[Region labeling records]

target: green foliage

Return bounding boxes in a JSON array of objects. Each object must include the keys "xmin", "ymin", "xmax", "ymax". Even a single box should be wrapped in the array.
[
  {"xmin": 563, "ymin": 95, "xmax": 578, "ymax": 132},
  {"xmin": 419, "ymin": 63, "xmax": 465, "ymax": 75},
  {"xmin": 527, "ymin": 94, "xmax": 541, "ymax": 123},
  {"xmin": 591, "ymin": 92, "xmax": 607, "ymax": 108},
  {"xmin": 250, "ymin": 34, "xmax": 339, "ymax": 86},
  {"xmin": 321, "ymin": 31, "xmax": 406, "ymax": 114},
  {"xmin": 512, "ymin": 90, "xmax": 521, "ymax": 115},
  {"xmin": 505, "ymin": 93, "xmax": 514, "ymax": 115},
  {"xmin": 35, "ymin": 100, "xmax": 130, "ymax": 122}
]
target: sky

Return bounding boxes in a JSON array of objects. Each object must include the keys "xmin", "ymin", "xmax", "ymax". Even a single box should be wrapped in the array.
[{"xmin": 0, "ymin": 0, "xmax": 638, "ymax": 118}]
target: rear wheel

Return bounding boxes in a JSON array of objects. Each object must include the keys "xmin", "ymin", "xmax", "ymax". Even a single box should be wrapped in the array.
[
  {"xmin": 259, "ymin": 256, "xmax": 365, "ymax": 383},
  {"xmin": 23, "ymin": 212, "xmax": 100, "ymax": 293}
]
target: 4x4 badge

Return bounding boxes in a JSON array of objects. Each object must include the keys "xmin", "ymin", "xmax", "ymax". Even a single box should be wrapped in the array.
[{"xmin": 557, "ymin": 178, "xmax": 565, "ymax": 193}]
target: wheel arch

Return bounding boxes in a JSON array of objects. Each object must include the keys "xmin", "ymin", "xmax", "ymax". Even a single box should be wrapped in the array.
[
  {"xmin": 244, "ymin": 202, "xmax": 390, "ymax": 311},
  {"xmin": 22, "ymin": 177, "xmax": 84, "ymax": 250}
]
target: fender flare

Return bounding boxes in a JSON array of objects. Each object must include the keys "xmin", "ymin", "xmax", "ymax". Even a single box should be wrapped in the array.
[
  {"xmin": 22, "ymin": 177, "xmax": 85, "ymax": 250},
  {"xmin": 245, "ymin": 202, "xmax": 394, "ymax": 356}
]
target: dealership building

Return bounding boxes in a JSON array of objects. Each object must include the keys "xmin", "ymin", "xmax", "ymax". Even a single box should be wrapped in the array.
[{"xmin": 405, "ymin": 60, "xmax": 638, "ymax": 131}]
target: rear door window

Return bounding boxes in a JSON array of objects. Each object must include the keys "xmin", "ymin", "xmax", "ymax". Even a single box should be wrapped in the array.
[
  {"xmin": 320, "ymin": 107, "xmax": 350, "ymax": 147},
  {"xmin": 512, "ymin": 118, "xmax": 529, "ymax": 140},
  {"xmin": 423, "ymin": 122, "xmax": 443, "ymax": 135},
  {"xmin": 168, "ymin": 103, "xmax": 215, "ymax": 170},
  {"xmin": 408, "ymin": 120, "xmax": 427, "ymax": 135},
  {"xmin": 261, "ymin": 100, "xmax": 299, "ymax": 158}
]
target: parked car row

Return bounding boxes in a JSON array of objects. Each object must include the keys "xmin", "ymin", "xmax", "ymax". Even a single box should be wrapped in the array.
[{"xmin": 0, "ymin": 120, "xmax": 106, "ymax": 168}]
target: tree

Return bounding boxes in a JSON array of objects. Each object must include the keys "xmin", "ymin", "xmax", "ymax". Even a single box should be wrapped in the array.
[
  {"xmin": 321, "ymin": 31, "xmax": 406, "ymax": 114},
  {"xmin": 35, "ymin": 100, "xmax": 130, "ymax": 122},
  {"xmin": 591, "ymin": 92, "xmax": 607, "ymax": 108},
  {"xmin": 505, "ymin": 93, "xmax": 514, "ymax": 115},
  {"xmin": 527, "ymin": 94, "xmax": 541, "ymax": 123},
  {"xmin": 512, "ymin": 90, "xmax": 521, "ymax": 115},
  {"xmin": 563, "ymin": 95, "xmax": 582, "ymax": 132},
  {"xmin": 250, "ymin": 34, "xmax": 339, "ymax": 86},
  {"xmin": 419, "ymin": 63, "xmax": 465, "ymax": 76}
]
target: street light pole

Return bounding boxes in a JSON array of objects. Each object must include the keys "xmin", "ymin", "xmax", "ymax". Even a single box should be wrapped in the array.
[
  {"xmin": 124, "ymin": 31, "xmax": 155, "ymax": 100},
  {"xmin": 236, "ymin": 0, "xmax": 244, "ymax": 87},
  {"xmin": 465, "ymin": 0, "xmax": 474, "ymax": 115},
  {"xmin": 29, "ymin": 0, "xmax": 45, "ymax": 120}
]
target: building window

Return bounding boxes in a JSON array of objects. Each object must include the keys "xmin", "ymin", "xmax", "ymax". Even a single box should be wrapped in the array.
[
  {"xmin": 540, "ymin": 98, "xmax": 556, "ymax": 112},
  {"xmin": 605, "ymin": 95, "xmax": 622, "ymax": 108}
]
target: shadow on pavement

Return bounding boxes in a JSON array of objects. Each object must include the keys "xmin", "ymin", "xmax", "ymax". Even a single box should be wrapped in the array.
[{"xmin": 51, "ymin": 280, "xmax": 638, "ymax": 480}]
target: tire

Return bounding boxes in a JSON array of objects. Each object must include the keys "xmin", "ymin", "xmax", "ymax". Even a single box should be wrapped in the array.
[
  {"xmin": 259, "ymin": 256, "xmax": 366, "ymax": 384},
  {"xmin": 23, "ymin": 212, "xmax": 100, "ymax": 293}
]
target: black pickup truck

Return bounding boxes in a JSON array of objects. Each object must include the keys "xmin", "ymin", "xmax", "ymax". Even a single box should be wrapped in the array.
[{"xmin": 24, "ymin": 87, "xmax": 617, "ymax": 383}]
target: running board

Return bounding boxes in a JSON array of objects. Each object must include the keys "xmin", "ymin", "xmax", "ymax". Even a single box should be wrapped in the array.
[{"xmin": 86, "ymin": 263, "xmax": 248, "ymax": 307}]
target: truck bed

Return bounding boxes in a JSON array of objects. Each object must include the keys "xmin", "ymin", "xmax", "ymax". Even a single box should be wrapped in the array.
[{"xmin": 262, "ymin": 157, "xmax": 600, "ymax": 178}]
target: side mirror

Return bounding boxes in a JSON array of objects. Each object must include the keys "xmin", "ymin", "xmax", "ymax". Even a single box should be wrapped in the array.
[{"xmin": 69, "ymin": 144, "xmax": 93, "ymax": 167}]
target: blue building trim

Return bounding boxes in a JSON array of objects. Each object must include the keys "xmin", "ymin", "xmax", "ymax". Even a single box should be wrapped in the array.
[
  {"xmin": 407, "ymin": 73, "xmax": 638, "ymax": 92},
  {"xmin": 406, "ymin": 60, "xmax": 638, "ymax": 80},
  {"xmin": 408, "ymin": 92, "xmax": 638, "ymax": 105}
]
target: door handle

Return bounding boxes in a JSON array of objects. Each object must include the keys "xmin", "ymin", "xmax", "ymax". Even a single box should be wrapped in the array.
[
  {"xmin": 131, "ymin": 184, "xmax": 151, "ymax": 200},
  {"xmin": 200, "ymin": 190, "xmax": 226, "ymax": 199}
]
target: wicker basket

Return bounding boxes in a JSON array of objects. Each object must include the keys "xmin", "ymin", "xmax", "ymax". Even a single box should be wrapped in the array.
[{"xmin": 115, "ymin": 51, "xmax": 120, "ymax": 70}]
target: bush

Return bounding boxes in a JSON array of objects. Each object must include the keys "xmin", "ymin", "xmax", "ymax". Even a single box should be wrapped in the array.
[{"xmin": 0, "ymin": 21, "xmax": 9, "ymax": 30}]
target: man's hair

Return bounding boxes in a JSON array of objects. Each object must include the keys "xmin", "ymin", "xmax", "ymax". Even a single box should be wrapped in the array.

◆ **Set problem**
Copy out each line from the records above that contains the string "window".

◆ **Output below**
target: rear door window
target: building window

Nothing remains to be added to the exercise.